WHAT TO PRODUCE »
Quote the records below word for word, from the line with "the white foam" to the line with "pixel 252 156", including both of those lines.

--------

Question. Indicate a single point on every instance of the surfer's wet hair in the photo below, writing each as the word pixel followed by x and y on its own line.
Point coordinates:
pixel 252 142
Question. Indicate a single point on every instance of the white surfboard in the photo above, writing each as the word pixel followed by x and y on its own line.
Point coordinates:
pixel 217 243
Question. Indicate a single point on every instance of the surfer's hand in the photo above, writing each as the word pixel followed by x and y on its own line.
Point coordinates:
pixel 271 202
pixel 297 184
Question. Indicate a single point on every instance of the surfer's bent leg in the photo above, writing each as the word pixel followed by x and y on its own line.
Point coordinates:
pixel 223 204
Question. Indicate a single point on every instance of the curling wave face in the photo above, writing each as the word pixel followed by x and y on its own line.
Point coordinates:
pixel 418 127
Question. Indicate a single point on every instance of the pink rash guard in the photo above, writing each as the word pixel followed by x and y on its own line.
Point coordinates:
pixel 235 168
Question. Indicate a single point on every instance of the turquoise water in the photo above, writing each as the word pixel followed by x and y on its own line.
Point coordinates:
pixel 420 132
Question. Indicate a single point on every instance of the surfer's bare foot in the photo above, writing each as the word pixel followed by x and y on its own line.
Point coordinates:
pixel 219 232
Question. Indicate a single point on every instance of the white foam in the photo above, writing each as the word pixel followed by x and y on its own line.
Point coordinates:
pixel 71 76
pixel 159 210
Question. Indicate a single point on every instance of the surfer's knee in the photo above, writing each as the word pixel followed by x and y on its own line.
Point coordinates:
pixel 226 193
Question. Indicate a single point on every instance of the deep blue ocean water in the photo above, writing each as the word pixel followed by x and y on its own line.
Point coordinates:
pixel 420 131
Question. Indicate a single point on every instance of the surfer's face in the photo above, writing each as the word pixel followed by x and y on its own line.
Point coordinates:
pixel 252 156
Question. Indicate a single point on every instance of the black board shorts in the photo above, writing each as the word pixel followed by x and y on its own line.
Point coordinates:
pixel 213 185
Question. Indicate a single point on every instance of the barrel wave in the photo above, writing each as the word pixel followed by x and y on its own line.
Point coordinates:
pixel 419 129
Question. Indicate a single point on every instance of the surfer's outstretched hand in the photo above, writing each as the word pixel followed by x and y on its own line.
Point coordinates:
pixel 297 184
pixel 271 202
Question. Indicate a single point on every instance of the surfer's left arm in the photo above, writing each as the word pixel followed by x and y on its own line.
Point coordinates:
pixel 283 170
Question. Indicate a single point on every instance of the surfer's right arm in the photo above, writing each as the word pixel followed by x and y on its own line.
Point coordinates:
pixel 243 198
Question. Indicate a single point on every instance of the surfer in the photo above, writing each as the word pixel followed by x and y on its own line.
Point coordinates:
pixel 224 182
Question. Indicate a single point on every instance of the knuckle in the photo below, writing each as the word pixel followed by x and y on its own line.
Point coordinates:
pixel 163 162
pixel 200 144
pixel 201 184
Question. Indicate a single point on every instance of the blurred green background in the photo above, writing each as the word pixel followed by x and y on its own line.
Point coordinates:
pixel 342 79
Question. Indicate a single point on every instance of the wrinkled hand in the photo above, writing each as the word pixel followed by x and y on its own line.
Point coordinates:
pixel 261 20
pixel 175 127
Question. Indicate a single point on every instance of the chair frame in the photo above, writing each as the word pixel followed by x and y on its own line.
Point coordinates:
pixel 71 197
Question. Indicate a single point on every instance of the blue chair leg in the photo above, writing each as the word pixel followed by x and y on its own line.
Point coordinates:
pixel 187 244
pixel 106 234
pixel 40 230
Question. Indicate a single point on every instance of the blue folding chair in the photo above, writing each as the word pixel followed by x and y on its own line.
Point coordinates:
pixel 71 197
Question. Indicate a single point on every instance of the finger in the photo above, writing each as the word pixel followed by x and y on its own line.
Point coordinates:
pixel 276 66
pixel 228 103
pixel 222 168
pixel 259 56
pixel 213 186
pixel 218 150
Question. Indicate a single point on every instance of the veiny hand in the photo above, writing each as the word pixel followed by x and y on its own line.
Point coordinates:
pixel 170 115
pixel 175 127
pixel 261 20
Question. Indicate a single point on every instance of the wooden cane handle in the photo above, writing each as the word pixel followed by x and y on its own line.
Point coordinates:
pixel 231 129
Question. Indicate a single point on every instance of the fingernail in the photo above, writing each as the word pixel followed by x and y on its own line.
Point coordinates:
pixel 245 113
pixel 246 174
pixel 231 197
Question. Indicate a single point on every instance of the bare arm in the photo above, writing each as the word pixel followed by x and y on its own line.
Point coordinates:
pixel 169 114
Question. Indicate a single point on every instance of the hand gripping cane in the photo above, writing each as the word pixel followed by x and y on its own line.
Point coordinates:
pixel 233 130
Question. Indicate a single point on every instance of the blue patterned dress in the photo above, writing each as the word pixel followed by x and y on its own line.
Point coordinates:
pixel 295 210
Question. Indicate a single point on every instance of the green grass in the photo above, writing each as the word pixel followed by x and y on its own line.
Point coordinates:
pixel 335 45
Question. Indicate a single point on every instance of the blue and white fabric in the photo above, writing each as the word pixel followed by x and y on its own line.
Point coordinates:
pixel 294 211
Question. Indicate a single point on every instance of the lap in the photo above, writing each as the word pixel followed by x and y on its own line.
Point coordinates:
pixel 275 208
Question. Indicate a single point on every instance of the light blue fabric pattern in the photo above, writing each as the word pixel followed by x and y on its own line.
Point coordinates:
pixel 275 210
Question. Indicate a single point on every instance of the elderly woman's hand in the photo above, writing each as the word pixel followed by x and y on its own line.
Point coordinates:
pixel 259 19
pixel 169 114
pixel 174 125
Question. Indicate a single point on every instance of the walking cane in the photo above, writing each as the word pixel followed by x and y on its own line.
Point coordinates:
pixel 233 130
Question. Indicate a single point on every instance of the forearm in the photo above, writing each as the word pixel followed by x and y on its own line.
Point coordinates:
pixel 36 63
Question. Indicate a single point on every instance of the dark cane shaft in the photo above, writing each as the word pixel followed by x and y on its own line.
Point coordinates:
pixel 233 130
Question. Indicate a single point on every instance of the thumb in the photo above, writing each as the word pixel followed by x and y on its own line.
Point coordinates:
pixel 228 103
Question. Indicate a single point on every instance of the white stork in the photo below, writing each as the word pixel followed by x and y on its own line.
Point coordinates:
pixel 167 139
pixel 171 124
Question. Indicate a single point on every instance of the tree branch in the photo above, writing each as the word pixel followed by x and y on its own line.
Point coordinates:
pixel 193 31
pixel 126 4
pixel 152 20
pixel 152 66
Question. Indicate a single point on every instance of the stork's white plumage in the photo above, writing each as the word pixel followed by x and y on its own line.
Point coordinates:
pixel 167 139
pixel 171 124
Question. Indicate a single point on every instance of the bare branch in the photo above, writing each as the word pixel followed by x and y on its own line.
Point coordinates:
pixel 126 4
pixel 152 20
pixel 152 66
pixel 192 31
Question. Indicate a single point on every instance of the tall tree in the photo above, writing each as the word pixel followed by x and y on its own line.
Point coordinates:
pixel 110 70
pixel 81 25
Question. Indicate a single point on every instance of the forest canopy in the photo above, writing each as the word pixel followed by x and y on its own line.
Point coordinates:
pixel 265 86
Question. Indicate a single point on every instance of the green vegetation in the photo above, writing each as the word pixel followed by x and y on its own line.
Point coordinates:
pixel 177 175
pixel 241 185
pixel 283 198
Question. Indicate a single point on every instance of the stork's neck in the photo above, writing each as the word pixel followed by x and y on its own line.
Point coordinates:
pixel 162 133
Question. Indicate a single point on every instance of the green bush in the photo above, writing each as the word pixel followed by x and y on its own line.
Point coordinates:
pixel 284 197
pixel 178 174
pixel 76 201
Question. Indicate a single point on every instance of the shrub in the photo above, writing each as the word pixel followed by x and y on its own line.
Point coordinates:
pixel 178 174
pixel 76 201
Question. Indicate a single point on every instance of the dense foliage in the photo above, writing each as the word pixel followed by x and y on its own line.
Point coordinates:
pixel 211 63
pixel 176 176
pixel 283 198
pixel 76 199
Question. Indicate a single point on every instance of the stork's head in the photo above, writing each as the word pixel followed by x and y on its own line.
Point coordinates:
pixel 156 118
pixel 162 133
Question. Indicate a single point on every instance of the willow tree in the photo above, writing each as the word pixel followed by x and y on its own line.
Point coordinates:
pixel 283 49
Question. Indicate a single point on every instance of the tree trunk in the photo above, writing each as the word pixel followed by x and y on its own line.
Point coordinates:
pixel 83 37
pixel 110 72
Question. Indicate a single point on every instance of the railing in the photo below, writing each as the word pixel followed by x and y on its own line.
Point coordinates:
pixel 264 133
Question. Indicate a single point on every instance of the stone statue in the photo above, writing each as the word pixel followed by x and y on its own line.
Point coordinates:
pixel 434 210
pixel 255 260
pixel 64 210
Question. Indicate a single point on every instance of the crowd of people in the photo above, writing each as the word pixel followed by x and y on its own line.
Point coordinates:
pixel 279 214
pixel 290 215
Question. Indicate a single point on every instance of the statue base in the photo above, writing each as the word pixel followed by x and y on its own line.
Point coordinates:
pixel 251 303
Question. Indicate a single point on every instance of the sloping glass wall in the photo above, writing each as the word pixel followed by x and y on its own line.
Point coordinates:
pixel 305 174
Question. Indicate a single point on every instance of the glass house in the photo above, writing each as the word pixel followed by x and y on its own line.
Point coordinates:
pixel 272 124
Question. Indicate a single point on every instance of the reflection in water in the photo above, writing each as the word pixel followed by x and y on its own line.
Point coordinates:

--------

REPLY »
Question. Indicate a single point on every instance of the white foam in the photo above, writing each as the word pixel followed by x and y on its own line.
Point coordinates:
pixel 71 76
pixel 159 210
Question. Indicate a single point on every instance of the surfer's knee in the photo above, writing each as the word pixel followed by x and y on its own line.
Point coordinates:
pixel 226 193
Question. Indicate a single point on every instance of the deep blue ocean water in the photo above, writing each as the word pixel followed by x and y on its own line.
Point coordinates:
pixel 420 131
Question. Indicate a single point on every instance of the surfer's face in the photo above, writing each as the word pixel followed by x and y on its own line.
Point coordinates:
pixel 252 156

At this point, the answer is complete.